___ Sağlanan alıntı ___
O halde, bu maddi ve hukuki olgular göz önünde bulundurulmaksızın, Bölge Adliye Mahkemesince davalı SGK vekilinin istinaf başvurusunun kabulü ile yeniden hüküm kurulması gerekirken, istinaf başvurusunun esastan reddine karar verilmesi usul ve yasaya aykırı olup, temyiz olunan Bölge Adliye Mahkemesi kararının, yukarıda yazılı sebepten dolayı kaldırılmasına ve ilk derece Mahkemesi kararının bozulmasına karar vermek gerekmiştir...” gerekçesiyle kararın bozulmasına karar verilmiştir.
Direnme Kararı:
11. İzmir 9. İş Mahkemesinin 09.04.2019 tarihli ve 2019/45 E., 2019/110 K. sayılı kararı ile; önceki gerekçeye ilaveten davacının yaşam hakkı ve sağlık hakkı gibi temel insan hakları ile ilgili kişiye sıkı sıkıya bağlı hakkını ortadan kaldıracak şekilde Türk Medeni Kanunu’nun 2. maddesi uyarınca dürüstlük kuralını ihlal ettiğinin değerlendirilemeyeceği, Kurum tarafından 31.01.2012 tarihinden sonra sarf edilen tedavi giderlerinden 5510 sayılı Kanun’un 60. maddesi kapsamında genel sağlık sigortalısı olan davacıdan 5510 sayılı Kanunun 67. maddesi kapsamında tahakkuk ettirilecek prim borcunun tahsil edilebileceği, bu yönde Anayasa'nın 65. maddesi kapsamında sınırlama nedeni olan mali kaynakların yeterliliği kavramının da tahsil edilecek prim borcu ile bertaraf edilebileceği belirtilerek önceki kararda direnilmiştir.
Direnme Kararının Temyizi:
12. Direnme kararı süresi içinde davalı Kurum vekili tarafından temyiz edilmiştir.
II. UYUŞMAZLIK
13. Direnme yolu ile Hukuk Genel Kurulu önüne gelen uyuşmazlık; davacının boşandığı eşiyle eylemli olarak birlikte yaşadığı kesinleşen eldeki davada Kurum tarafından hak sahibi kız çocuğu sıfatıyla davacıya yapılan sağlık harcamalarının tahsilinin mümkün olup olmadığı, davacının her durumda Sosyal Güvenlik Kurumunun sağlık hizmetlerinden faydalanma hakkının bulunup bulunmadığı noktasında toplanmaktadır.
___ Saklanan kayıtlar ___
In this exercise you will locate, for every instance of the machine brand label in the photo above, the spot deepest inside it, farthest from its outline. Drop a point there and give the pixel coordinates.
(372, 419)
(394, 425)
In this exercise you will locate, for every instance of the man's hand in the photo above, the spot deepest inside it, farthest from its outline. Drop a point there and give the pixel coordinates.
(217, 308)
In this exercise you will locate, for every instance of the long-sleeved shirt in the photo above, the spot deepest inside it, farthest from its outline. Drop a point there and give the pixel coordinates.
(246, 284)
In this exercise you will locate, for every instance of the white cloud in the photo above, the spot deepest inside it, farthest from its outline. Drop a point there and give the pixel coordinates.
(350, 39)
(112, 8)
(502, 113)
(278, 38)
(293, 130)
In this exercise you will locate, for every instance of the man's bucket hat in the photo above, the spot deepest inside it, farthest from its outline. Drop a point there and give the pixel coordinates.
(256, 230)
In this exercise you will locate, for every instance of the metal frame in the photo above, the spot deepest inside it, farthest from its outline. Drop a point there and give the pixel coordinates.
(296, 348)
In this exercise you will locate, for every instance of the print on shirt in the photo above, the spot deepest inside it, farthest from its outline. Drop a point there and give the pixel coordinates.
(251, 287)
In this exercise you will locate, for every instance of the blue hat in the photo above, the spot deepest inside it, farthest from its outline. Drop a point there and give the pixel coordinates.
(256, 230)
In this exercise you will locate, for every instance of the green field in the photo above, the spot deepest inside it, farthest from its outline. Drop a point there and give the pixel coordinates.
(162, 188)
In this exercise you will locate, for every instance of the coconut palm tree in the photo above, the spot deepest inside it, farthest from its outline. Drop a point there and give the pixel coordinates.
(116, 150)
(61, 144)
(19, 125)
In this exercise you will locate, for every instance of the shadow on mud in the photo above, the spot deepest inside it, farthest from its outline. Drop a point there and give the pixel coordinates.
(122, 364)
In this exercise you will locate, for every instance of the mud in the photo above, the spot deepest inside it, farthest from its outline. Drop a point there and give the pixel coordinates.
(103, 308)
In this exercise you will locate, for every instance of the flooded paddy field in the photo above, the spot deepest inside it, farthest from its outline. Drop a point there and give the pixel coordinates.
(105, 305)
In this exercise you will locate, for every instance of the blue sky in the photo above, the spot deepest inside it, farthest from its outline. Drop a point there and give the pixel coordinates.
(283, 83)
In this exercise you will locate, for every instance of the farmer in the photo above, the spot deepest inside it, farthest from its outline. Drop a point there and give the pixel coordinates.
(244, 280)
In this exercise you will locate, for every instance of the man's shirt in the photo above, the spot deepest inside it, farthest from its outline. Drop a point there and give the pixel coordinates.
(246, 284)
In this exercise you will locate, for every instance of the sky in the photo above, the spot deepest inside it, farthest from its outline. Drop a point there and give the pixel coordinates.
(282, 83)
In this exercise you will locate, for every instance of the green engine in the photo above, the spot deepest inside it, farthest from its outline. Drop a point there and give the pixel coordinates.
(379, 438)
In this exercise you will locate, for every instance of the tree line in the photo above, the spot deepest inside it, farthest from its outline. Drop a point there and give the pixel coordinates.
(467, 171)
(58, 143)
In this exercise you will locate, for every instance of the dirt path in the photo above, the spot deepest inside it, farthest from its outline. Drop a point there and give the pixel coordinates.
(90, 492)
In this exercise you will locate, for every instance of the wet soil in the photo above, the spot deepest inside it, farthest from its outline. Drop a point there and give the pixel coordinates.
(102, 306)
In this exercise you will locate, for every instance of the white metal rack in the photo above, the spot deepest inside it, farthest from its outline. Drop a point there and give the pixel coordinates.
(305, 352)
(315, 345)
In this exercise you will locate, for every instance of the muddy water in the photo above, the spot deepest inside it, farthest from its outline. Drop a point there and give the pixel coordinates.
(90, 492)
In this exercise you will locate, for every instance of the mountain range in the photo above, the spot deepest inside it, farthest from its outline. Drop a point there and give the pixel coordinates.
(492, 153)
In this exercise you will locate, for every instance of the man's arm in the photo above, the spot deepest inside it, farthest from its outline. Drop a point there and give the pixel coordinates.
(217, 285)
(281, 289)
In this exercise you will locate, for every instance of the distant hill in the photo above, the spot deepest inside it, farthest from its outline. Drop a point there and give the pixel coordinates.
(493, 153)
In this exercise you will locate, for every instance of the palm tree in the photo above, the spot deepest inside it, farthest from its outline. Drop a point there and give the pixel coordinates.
___
___ Saklanan kayıtlar ___
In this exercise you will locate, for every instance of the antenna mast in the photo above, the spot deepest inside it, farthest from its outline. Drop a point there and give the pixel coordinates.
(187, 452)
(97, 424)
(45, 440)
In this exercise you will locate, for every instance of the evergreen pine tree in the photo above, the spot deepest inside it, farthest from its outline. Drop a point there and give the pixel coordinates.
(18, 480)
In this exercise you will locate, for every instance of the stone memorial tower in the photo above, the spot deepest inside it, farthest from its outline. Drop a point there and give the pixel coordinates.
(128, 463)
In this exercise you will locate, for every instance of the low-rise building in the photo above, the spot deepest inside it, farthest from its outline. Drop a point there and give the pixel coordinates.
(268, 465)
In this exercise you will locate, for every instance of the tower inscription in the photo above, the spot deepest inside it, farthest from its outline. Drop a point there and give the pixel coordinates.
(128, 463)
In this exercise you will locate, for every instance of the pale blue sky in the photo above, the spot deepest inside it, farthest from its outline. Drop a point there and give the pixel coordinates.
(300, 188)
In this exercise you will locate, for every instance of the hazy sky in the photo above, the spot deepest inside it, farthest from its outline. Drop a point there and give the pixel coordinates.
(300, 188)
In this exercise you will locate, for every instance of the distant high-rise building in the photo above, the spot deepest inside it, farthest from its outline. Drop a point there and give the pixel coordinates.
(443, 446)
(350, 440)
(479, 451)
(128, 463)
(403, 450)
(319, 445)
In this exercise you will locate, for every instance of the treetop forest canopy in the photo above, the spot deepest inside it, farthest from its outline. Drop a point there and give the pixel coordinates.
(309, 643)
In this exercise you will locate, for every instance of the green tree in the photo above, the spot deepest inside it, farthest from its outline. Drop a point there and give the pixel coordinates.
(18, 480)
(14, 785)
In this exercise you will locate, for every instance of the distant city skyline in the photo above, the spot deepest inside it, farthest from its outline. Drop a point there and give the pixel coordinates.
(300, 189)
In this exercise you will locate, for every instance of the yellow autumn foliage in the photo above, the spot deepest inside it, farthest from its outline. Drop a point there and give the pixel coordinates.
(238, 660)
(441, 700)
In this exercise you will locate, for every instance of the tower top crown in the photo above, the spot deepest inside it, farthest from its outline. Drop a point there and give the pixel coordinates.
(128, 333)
___
Alıntıya göre aşağıdaki soruları yanıtlayın:
(a) İzmir 9. İş Mahkemesinin direnme kararı hangi tarihlidir?
(b) Direnme kararı kim tarafından temyiz edilmiştir?
(c) Uyuşmazlık direnme yolu ile hangi kurulun önüne gelmiştir?
Kayıtların bu işle hiçbir ilgisi yoktur.

Alıştırmanın çözümü ▸
(a) 09.04.2019 tarihlidir.
(b) Davalı Kurum vekili tarafından temyiz edilmiştir.
(c) Hukuk Genel Kurulunun önüne gelmiştir.